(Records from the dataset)

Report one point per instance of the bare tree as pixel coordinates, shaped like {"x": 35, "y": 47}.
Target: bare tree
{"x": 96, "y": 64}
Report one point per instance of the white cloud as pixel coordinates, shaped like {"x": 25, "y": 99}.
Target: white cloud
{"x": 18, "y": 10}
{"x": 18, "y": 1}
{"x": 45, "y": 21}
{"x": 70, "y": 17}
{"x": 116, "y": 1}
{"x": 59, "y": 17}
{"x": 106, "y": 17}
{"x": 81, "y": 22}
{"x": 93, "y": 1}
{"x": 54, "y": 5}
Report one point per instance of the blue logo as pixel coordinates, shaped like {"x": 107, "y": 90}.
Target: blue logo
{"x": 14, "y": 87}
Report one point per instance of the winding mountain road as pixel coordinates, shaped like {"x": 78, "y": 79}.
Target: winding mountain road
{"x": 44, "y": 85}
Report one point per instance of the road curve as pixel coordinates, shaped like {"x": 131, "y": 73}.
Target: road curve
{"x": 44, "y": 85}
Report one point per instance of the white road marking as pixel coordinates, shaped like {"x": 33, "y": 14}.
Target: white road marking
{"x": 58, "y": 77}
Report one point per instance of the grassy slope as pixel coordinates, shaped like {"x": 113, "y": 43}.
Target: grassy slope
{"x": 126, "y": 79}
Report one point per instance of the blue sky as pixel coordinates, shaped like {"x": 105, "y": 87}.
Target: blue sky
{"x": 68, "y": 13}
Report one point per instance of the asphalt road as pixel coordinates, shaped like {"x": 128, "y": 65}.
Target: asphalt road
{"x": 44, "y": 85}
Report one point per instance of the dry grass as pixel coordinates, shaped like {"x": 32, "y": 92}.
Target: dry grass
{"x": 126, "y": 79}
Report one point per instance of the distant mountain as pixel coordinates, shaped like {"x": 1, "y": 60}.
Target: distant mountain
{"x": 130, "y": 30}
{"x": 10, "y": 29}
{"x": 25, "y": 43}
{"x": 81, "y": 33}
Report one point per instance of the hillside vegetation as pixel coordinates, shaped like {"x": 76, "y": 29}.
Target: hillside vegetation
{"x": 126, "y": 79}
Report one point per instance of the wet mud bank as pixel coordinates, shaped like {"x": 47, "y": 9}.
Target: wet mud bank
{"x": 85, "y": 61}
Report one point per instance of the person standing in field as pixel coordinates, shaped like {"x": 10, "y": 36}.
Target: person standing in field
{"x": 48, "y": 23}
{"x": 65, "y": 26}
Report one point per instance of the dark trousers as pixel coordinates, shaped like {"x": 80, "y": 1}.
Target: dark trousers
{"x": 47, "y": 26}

* SET PROBLEM:
Rewrite the lines above as a JSON list of strings, one string per line, with any blank lines skipped.

* EXERCISE RESPONSE:
[
  "Report one point per instance of the bare tree as pixel coordinates, shaped like {\"x\": 35, \"y\": 47}.",
  "Target: bare tree",
  "{\"x\": 96, \"y\": 64}",
  "Report one point per instance of the white cloud as pixel coordinates, shaped like {\"x\": 25, \"y\": 99}.",
  "Target: white cloud",
  "{\"x\": 18, \"y\": 10}",
  "{\"x\": 18, \"y\": 1}",
  "{\"x\": 45, \"y\": 21}",
  "{\"x\": 70, \"y\": 17}",
  "{\"x\": 116, \"y\": 1}",
  "{\"x\": 59, \"y\": 17}",
  "{\"x\": 106, \"y\": 17}",
  "{\"x\": 81, \"y\": 22}",
  "{\"x\": 93, \"y\": 1}",
  "{\"x\": 54, \"y\": 5}",
  "Report one point per instance of the blue logo as pixel coordinates, shaped like {\"x\": 107, \"y\": 90}.",
  "Target: blue logo",
  "{\"x\": 14, \"y\": 87}",
  "Report one point per instance of the winding mountain road as pixel coordinates, shaped like {\"x\": 78, \"y\": 79}.",
  "Target: winding mountain road",
  "{\"x\": 44, \"y\": 85}",
  "Report one point per instance of the road curve as pixel coordinates, shaped like {\"x\": 131, \"y\": 73}.",
  "Target: road curve",
  "{\"x\": 44, \"y\": 85}",
  "Report one point per instance of the white road marking as pixel coordinates, shaped like {\"x\": 33, \"y\": 14}.",
  "Target: white road marking",
  "{\"x\": 58, \"y\": 77}",
  "Report one point per instance of the grassy slope as pixel coordinates, shaped like {\"x\": 113, \"y\": 43}.",
  "Target: grassy slope",
  "{\"x\": 126, \"y\": 79}",
  "Report one point per instance of the blue sky as pixel coordinates, shaped like {\"x\": 105, \"y\": 87}.",
  "Target: blue sky",
  "{\"x\": 68, \"y\": 13}",
  "Report one point per instance of the asphalt road as pixel coordinates, shaped like {\"x\": 128, \"y\": 65}.",
  "Target: asphalt road",
  "{\"x\": 44, \"y\": 85}",
  "Report one point per instance of the dry grass as pixel coordinates, shaped like {\"x\": 32, \"y\": 92}.",
  "Target: dry grass",
  "{\"x\": 126, \"y\": 79}",
  "Report one point per instance of the distant mountain as pixel coordinates, shaped like {\"x\": 1, \"y\": 60}.",
  "Target: distant mountain",
  "{\"x\": 130, \"y\": 30}",
  "{\"x\": 10, \"y\": 29}",
  "{\"x\": 25, \"y\": 43}",
  "{\"x\": 81, \"y\": 33}",
  "Report one point per instance of the hillside vegetation as pixel coordinates, shaped like {\"x\": 76, \"y\": 29}.",
  "Target: hillside vegetation",
  "{\"x\": 126, \"y\": 79}",
  "Report one point per instance of the wet mud bank as pixel coordinates, shaped like {\"x\": 47, \"y\": 9}.",
  "Target: wet mud bank",
  "{\"x\": 85, \"y\": 61}",
  "Report one point per instance of the person standing in field as pixel coordinates, shaped like {\"x\": 10, \"y\": 36}.",
  "Target: person standing in field",
  "{\"x\": 48, \"y\": 23}",
  "{\"x\": 65, \"y\": 26}",
  "Report one point per instance of the dark trousers as pixel coordinates, shaped like {\"x\": 80, \"y\": 1}.",
  "Target: dark trousers",
  "{\"x\": 47, \"y\": 26}"
]